* _What is required_
The output should consist solely of the line containing "One point goes on each instance of the fallen" and the lines that follow it through the end of the data below.

(Point-based annotation data)

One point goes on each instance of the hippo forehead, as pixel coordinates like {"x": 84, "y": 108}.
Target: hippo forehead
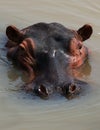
{"x": 51, "y": 35}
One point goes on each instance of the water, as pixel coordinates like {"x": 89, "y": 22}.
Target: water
{"x": 21, "y": 111}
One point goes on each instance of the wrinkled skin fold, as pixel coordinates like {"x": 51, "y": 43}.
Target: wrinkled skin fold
{"x": 49, "y": 52}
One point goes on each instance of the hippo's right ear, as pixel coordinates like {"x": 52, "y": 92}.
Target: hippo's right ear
{"x": 85, "y": 32}
{"x": 14, "y": 34}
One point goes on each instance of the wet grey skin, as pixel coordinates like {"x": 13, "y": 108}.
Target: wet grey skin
{"x": 48, "y": 52}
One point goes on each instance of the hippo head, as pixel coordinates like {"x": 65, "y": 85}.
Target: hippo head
{"x": 48, "y": 52}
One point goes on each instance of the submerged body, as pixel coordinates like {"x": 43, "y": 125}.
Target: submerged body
{"x": 48, "y": 52}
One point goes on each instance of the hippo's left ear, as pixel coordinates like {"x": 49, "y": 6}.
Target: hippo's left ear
{"x": 14, "y": 34}
{"x": 85, "y": 31}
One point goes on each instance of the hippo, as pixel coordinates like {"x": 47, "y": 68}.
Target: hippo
{"x": 48, "y": 52}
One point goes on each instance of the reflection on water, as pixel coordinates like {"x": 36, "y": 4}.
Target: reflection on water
{"x": 21, "y": 111}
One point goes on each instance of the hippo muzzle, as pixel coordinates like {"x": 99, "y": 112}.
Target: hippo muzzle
{"x": 49, "y": 52}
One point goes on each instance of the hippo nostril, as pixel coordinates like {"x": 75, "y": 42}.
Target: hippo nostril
{"x": 42, "y": 91}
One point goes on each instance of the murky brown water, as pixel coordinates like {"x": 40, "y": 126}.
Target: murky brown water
{"x": 20, "y": 111}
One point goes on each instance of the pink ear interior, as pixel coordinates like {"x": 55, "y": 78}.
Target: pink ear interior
{"x": 14, "y": 34}
{"x": 85, "y": 32}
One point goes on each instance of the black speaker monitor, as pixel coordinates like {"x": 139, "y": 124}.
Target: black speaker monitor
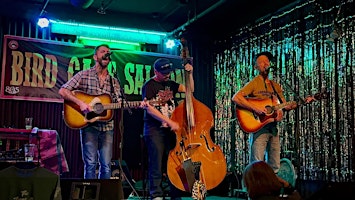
{"x": 93, "y": 189}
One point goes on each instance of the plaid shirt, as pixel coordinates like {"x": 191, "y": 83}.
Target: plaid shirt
{"x": 88, "y": 82}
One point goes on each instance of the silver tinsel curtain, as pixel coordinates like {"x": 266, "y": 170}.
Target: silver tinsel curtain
{"x": 313, "y": 43}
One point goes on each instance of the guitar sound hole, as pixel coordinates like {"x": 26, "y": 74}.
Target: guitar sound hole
{"x": 98, "y": 108}
{"x": 269, "y": 110}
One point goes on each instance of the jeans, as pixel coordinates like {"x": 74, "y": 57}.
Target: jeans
{"x": 158, "y": 145}
{"x": 96, "y": 146}
{"x": 265, "y": 146}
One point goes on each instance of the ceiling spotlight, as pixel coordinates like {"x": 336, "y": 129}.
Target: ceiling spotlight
{"x": 43, "y": 22}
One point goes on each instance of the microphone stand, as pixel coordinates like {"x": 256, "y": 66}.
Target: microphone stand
{"x": 121, "y": 130}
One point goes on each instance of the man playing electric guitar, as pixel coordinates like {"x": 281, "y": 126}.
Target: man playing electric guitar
{"x": 265, "y": 142}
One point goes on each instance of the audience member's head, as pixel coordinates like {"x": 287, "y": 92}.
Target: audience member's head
{"x": 260, "y": 180}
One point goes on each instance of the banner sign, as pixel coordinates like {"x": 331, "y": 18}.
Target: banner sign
{"x": 35, "y": 69}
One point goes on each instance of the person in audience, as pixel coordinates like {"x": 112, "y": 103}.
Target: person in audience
{"x": 262, "y": 183}
{"x": 97, "y": 137}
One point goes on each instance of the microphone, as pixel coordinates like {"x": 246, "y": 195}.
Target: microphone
{"x": 107, "y": 56}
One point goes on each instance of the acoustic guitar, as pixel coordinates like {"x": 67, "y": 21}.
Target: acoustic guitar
{"x": 251, "y": 122}
{"x": 101, "y": 106}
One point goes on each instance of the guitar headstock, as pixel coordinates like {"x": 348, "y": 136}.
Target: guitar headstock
{"x": 321, "y": 95}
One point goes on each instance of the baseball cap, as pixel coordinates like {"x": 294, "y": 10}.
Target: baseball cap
{"x": 163, "y": 65}
{"x": 265, "y": 53}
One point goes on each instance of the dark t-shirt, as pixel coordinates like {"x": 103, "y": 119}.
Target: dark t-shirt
{"x": 159, "y": 92}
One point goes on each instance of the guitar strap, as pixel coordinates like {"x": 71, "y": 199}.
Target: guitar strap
{"x": 113, "y": 94}
{"x": 277, "y": 94}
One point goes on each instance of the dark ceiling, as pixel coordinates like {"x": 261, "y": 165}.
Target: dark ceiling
{"x": 216, "y": 18}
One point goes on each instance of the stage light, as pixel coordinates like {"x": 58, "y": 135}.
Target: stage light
{"x": 43, "y": 22}
{"x": 105, "y": 32}
{"x": 170, "y": 43}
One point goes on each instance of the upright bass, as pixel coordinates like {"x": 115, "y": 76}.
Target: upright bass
{"x": 195, "y": 161}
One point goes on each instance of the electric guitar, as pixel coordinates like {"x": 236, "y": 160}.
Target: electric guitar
{"x": 251, "y": 122}
{"x": 101, "y": 107}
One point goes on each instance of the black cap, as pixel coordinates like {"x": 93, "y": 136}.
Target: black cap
{"x": 264, "y": 53}
{"x": 163, "y": 65}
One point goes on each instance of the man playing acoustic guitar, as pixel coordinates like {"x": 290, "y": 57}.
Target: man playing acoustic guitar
{"x": 97, "y": 137}
{"x": 265, "y": 141}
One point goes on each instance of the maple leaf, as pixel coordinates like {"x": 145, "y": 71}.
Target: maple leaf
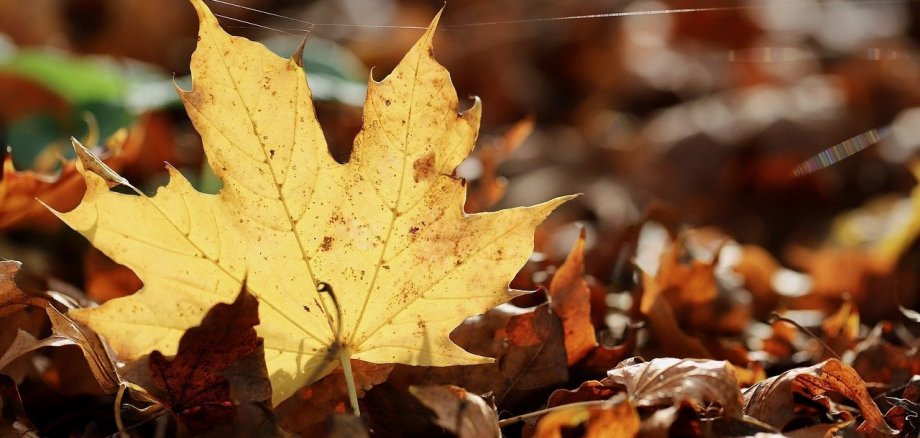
{"x": 374, "y": 259}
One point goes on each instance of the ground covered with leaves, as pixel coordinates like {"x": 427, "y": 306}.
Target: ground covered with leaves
{"x": 318, "y": 258}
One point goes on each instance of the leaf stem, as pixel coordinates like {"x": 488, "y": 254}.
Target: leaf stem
{"x": 345, "y": 358}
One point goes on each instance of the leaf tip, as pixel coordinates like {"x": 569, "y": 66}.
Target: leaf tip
{"x": 87, "y": 161}
{"x": 205, "y": 16}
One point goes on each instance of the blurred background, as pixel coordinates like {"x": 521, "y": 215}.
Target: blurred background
{"x": 695, "y": 115}
{"x": 692, "y": 116}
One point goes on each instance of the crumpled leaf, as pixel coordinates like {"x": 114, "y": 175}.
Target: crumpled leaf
{"x": 904, "y": 413}
{"x": 464, "y": 414}
{"x": 671, "y": 338}
{"x": 668, "y": 381}
{"x": 771, "y": 400}
{"x": 13, "y": 299}
{"x": 489, "y": 188}
{"x": 614, "y": 420}
{"x": 193, "y": 383}
{"x": 307, "y": 410}
{"x": 13, "y": 419}
{"x": 385, "y": 233}
{"x": 64, "y": 331}
{"x": 879, "y": 360}
{"x": 570, "y": 299}
{"x": 527, "y": 344}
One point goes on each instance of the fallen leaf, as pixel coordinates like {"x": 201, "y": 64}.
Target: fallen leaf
{"x": 307, "y": 410}
{"x": 527, "y": 344}
{"x": 668, "y": 381}
{"x": 62, "y": 191}
{"x": 13, "y": 299}
{"x": 394, "y": 412}
{"x": 106, "y": 279}
{"x": 489, "y": 188}
{"x": 591, "y": 390}
{"x": 771, "y": 400}
{"x": 671, "y": 338}
{"x": 346, "y": 426}
{"x": 64, "y": 331}
{"x": 13, "y": 419}
{"x": 904, "y": 413}
{"x": 192, "y": 384}
{"x": 840, "y": 330}
{"x": 881, "y": 361}
{"x": 464, "y": 414}
{"x": 616, "y": 420}
{"x": 347, "y": 260}
{"x": 569, "y": 297}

* _Full answer_
One point goes on each instance of the fallen leaf, as pixel coordinates like {"x": 201, "y": 64}.
Target: fallen leaf
{"x": 307, "y": 410}
{"x": 527, "y": 344}
{"x": 668, "y": 381}
{"x": 62, "y": 191}
{"x": 13, "y": 299}
{"x": 394, "y": 412}
{"x": 106, "y": 279}
{"x": 489, "y": 188}
{"x": 591, "y": 390}
{"x": 771, "y": 400}
{"x": 671, "y": 338}
{"x": 346, "y": 426}
{"x": 64, "y": 331}
{"x": 13, "y": 419}
{"x": 904, "y": 413}
{"x": 192, "y": 384}
{"x": 840, "y": 330}
{"x": 881, "y": 361}
{"x": 464, "y": 414}
{"x": 616, "y": 420}
{"x": 347, "y": 260}
{"x": 569, "y": 297}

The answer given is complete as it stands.